● **To be done**
In your copy, repeat the records exactly and leave out the pictures.

● **Data supplied**
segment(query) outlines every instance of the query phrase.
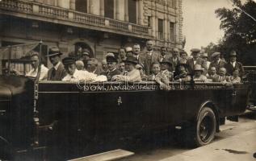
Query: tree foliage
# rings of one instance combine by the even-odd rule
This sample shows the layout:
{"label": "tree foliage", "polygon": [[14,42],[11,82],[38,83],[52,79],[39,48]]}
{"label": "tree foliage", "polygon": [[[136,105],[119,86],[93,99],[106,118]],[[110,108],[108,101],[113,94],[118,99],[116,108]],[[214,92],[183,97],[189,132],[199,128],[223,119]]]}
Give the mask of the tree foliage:
{"label": "tree foliage", "polygon": [[215,47],[225,57],[235,50],[246,65],[256,65],[256,3],[253,0],[233,0],[232,9],[219,8],[215,13],[220,20],[220,28],[225,35]]}

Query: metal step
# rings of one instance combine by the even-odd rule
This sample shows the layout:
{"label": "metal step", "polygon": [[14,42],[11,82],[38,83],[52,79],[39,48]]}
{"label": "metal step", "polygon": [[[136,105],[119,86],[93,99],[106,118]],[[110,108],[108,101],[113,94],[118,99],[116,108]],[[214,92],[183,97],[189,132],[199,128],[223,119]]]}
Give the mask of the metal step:
{"label": "metal step", "polygon": [[116,160],[122,158],[128,157],[134,155],[133,152],[124,151],[122,149],[117,149],[115,151],[99,153],[97,155],[85,156],[82,158],[73,159],[69,161],[110,161]]}

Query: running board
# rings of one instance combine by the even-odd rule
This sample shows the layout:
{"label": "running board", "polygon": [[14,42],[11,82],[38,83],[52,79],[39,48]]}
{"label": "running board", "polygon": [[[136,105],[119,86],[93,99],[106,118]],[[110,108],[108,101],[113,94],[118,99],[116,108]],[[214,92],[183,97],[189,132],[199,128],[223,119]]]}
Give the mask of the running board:
{"label": "running board", "polygon": [[69,161],[110,161],[115,160],[125,157],[128,157],[134,155],[133,152],[124,151],[122,149],[117,149],[115,151],[110,151],[103,153],[99,153],[97,155],[92,155],[89,156],[85,156],[82,158],[73,159]]}

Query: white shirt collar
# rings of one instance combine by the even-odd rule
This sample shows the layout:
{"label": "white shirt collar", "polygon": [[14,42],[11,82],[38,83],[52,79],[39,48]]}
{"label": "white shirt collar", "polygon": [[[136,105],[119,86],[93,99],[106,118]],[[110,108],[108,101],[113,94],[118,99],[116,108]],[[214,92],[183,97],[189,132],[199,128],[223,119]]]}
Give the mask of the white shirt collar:
{"label": "white shirt collar", "polygon": [[54,65],[53,68],[55,68],[55,70],[57,70],[57,69],[58,69],[60,64],[61,64],[61,61],[59,61],[56,65]]}

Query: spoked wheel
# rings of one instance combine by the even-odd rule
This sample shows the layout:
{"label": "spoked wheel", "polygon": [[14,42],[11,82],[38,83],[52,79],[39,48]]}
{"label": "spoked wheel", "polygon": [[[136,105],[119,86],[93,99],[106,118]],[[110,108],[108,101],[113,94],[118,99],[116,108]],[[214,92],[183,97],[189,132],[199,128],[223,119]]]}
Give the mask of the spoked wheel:
{"label": "spoked wheel", "polygon": [[216,121],[212,109],[204,107],[200,111],[195,128],[194,140],[196,146],[204,146],[212,141],[216,134]]}

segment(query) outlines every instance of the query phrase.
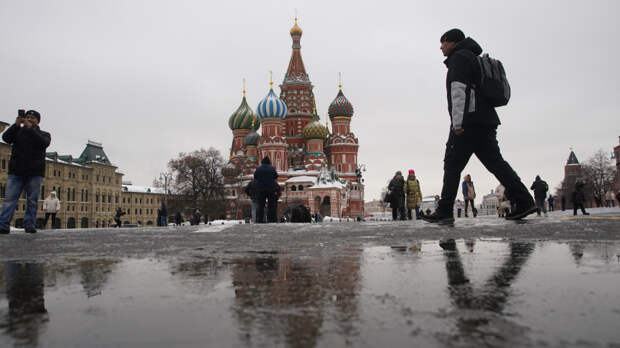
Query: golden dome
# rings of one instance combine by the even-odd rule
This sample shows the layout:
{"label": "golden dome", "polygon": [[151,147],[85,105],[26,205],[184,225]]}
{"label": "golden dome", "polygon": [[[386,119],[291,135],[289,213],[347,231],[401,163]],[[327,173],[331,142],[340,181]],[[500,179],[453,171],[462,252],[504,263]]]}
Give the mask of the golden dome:
{"label": "golden dome", "polygon": [[301,34],[303,34],[303,30],[301,30],[301,28],[299,27],[299,25],[297,25],[297,18],[295,18],[295,25],[293,25],[293,27],[291,28],[291,36],[292,35],[299,35],[301,36]]}

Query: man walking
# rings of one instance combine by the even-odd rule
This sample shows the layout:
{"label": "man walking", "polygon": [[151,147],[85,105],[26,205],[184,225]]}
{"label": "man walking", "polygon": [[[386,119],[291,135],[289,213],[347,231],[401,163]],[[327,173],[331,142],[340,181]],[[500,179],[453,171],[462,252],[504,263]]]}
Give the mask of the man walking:
{"label": "man walking", "polygon": [[530,190],[534,191],[534,199],[536,200],[536,213],[540,216],[542,210],[547,216],[547,208],[545,208],[545,198],[547,198],[547,191],[549,191],[549,185],[547,182],[540,178],[540,175],[536,175],[536,180],[532,183]]}
{"label": "man walking", "polygon": [[477,56],[482,48],[459,29],[452,29],[440,38],[441,51],[448,67],[446,88],[450,114],[450,134],[444,156],[443,188],[439,208],[423,219],[427,222],[454,222],[453,205],[461,172],[472,154],[510,192],[516,209],[506,216],[517,220],[536,211],[534,200],[521,179],[504,160],[497,142],[500,124],[495,108],[476,91],[481,78]]}
{"label": "man walking", "polygon": [[267,201],[267,222],[278,222],[278,191],[279,186],[276,181],[278,173],[271,165],[269,157],[265,156],[260,162],[261,165],[254,171],[256,180],[257,207],[256,222],[265,222],[265,202]]}
{"label": "man walking", "polygon": [[21,111],[15,123],[2,135],[2,140],[11,145],[11,159],[0,213],[0,234],[11,231],[10,223],[22,191],[26,191],[27,200],[24,228],[26,233],[37,232],[35,220],[41,181],[45,176],[45,149],[51,141],[50,134],[39,128],[39,122],[41,114],[37,111]]}

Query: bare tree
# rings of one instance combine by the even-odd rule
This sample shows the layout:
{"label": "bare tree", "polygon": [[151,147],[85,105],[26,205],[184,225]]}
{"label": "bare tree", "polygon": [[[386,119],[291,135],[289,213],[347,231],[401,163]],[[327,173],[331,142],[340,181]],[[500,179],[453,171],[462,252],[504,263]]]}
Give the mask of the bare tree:
{"label": "bare tree", "polygon": [[587,183],[592,186],[596,204],[601,206],[605,193],[612,189],[616,175],[615,166],[607,153],[600,149],[583,165],[583,173]]}
{"label": "bare tree", "polygon": [[221,216],[224,209],[224,177],[221,169],[224,159],[214,148],[200,149],[191,153],[179,153],[168,162],[172,173],[172,193],[180,204],[193,203],[209,216]]}

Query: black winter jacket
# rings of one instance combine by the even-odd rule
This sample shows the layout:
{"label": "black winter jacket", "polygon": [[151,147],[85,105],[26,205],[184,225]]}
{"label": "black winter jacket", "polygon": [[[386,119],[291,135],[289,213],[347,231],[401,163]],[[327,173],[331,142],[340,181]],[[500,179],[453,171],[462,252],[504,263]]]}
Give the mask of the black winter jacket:
{"label": "black winter jacket", "polygon": [[496,128],[501,122],[495,108],[476,91],[480,84],[480,66],[476,59],[482,48],[472,38],[454,46],[444,61],[448,67],[446,89],[452,129],[470,126]]}
{"label": "black winter jacket", "polygon": [[534,197],[546,198],[547,191],[549,191],[549,185],[544,180],[537,179],[532,183],[530,190],[534,190]]}
{"label": "black winter jacket", "polygon": [[38,126],[32,128],[13,124],[2,134],[2,140],[11,145],[9,174],[45,176],[45,149],[51,136]]}
{"label": "black winter jacket", "polygon": [[267,160],[263,159],[261,163],[262,164],[254,171],[256,189],[258,191],[277,191],[279,188],[278,182],[276,181],[278,172],[276,172],[276,169],[271,165],[268,158]]}

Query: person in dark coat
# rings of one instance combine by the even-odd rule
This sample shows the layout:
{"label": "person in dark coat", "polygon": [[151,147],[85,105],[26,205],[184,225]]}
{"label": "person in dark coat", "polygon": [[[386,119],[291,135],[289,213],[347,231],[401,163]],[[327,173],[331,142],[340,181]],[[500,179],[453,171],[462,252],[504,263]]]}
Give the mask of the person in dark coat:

● **Response to this exercise**
segment(query) outlines every instance of the query phrase.
Query: tree foliage
# rings of one instance combine by the even-odd rule
This sample shows the layout:
{"label": "tree foliage", "polygon": [[14,42],[11,82],[38,83],[52,79],[39,48]]}
{"label": "tree foliage", "polygon": [[[136,105],[119,86],[93,99],[106,118]],[[110,108],[108,101],[113,94],[118,99],[116,108]],[[214,92],[183,97],[189,132],[199,128],[223,119]]]}
Give the mask of the tree foliage:
{"label": "tree foliage", "polygon": [[215,47],[225,57],[235,50],[246,65],[256,65],[256,3],[253,0],[233,0],[232,9],[219,8],[215,13],[220,20],[220,28],[225,35]]}

Query: metal step
# rings of one instance combine by the even-odd rule
This sample shows the layout:
{"label": "metal step", "polygon": [[14,42],[11,82],[38,83],[52,79],[39,48]]}
{"label": "metal step", "polygon": [[[136,105],[119,86],[93,99],[106,118]],[[110,108],[108,101],[113,94],[118,99],[116,108]],[[214,92],[183,97],[189,132],[199,128],[223,119]]]}
Give the mask of the metal step:
{"label": "metal step", "polygon": [[116,160],[122,158],[128,157],[134,155],[133,152],[124,151],[122,149],[117,149],[115,151],[99,153],[97,155],[85,156],[82,158],[73,159],[69,161],[110,161]]}

Query: running board
# rings of one instance combine by the even-odd rule
This sample shows the layout:
{"label": "running board", "polygon": [[14,42],[11,82],[38,83],[52,79],[39,48]]}
{"label": "running board", "polygon": [[[136,105],[119,86],[93,99],[106,118]],[[110,108],[108,101],[113,94],[118,99],[116,108]],[[214,92],[183,97],[189,132],[199,128],[223,119]]]}
Give the mask of the running board:
{"label": "running board", "polygon": [[69,161],[110,161],[115,160],[125,157],[128,157],[134,155],[133,152],[124,151],[122,149],[117,149],[115,151],[110,151],[103,153],[99,153],[97,155],[92,155],[89,156],[85,156],[82,158],[73,159]]}

Query: white shirt collar
# rings of one instance combine by the even-odd rule
This sample shows the layout:
{"label": "white shirt collar", "polygon": [[14,42],[11,82],[38,83],[52,79],[39,48]]}
{"label": "white shirt collar", "polygon": [[[136,105],[119,86],[93,99],[106,118]],[[110,108],[108,101],[113,94],[118,99],[116,108]],[[214,92],[183,97],[189,132],[199,128],[223,119]]]}
Give the mask of the white shirt collar:
{"label": "white shirt collar", "polygon": [[54,65],[53,68],[55,68],[55,70],[57,70],[57,69],[58,69],[60,64],[61,64],[61,61],[59,61],[56,65]]}

Query: spoked wheel
# rings of one instance combine by the even-odd rule
This sample shows the layout:
{"label": "spoked wheel", "polygon": [[14,42],[11,82],[38,83],[52,79],[39,48]]}
{"label": "spoked wheel", "polygon": [[[136,105],[119,86],[93,99],[106,118]],[[110,108],[108,101],[113,94],[118,99],[116,108]],[[214,92],[183,97],[189,132],[199,128],[223,119]]]}
Give the mask of the spoked wheel:
{"label": "spoked wheel", "polygon": [[216,121],[212,109],[204,107],[200,111],[195,128],[194,140],[196,146],[204,146],[212,141],[216,134]]}

segment(query) outlines every instance of the query phrase.
Query: golden dome
# rings of one instance combine by the even-odd rule
This sample shows the layout:
{"label": "golden dome", "polygon": [[151,147],[85,105],[26,205],[184,225]]}
{"label": "golden dome", "polygon": [[[386,119],[291,135],[289,213],[347,231],[401,163]],[[327,173],[331,142],[340,181]],[[500,179],[453,171],[462,252],[504,263]]]}
Give the mask of the golden dome:
{"label": "golden dome", "polygon": [[301,34],[303,34],[303,30],[301,30],[301,28],[299,27],[299,25],[297,25],[297,18],[295,18],[295,25],[293,25],[293,27],[291,28],[291,36],[292,35],[299,35],[301,36]]}

Query: man walking
# rings of one instance combine by the even-odd rule
This sample shows the layout:
{"label": "man walking", "polygon": [[151,147],[85,105],[26,205],[184,225]]}
{"label": "man walking", "polygon": [[[386,119],[291,135],[289,213],[347,231],[401,163]],[[327,173],[331,142],[340,181]],[[500,179],[453,171],[462,252],[504,263]]]}
Give the mask of the man walking:
{"label": "man walking", "polygon": [[530,190],[534,191],[534,199],[536,200],[536,213],[540,216],[542,210],[547,216],[547,208],[545,208],[545,198],[547,198],[547,191],[549,191],[549,185],[547,182],[540,178],[540,175],[536,175],[536,180],[532,183]]}
{"label": "man walking", "polygon": [[477,56],[482,48],[459,29],[452,29],[440,38],[441,51],[448,67],[446,88],[450,114],[450,134],[444,156],[443,188],[439,208],[423,219],[427,222],[454,222],[453,205],[461,172],[472,154],[510,192],[516,209],[506,216],[517,220],[536,211],[534,200],[521,179],[504,160],[497,142],[500,124],[495,108],[476,91],[481,78]]}
{"label": "man walking", "polygon": [[267,201],[267,222],[278,222],[278,191],[279,186],[276,181],[278,173],[271,165],[269,157],[265,156],[260,162],[261,165],[254,171],[256,180],[257,207],[256,222],[265,222],[265,202]]}
{"label": "man walking", "polygon": [[21,111],[15,123],[2,135],[2,140],[11,145],[11,159],[0,213],[0,234],[11,231],[10,223],[22,191],[26,191],[27,200],[24,228],[26,233],[37,232],[35,220],[41,181],[45,176],[45,149],[51,141],[50,134],[39,128],[39,122],[41,114],[37,111]]}

Query: bare tree
# rings of one instance combine by the even-odd rule
This sample shows the layout:
{"label": "bare tree", "polygon": [[151,147],[85,105],[26,205],[184,225]]}
{"label": "bare tree", "polygon": [[[386,119],[291,135],[289,213],[347,231],[401,163]],[[327,173],[331,142],[340,181]],[[500,179],[453,171],[462,252],[504,263]]]}
Give the mask of the bare tree:
{"label": "bare tree", "polygon": [[587,183],[592,186],[596,204],[601,206],[605,193],[612,189],[616,175],[615,166],[607,153],[600,149],[583,165],[583,173]]}
{"label": "bare tree", "polygon": [[221,216],[224,209],[224,177],[221,169],[224,159],[214,148],[200,149],[191,153],[179,153],[168,162],[172,173],[172,193],[180,204],[193,203],[209,216]]}

Query: black winter jacket
# rings of one instance combine by the even-odd rule
This sample shows the layout:
{"label": "black winter jacket", "polygon": [[151,147],[85,105],[26,205],[184,225]]}
{"label": "black winter jacket", "polygon": [[[386,119],[291,135],[289,213],[347,231],[401,163]],[[327,173],[331,142],[340,181]],[[500,179],[453,171],[462,252],[504,263]]]}
Give the mask of the black winter jacket:
{"label": "black winter jacket", "polygon": [[496,128],[501,122],[495,108],[476,91],[480,84],[480,66],[476,59],[482,48],[472,38],[454,46],[444,61],[448,67],[446,89],[452,129],[470,126]]}
{"label": "black winter jacket", "polygon": [[534,197],[546,198],[547,191],[549,191],[549,185],[544,180],[537,179],[532,183],[530,190],[534,190]]}
{"label": "black winter jacket", "polygon": [[38,126],[32,128],[13,124],[2,134],[2,140],[11,145],[9,174],[45,176],[45,149],[51,136]]}
{"label": "black winter jacket", "polygon": [[267,160],[263,159],[261,163],[262,164],[254,171],[256,189],[258,191],[277,191],[279,188],[278,182],[276,181],[278,172],[276,172],[276,169],[271,165],[268,158]]}

Query: person in dark coat
# rings of one instance combine by the even-odd rule
This sample shows the layout:
{"label": "person in dark coat", "polygon": [[151,147],[85,105],[26,205],[184,225]]}
{"label": "person in dark coat", "polygon": [[[386,119],[291,135],[289,213],[347,231],[401,163]],[[327,173],[331,142],[340,181]],[[500,179],[453,171],[462,252],[504,263]]]}
Give the mask of the person in dark coat:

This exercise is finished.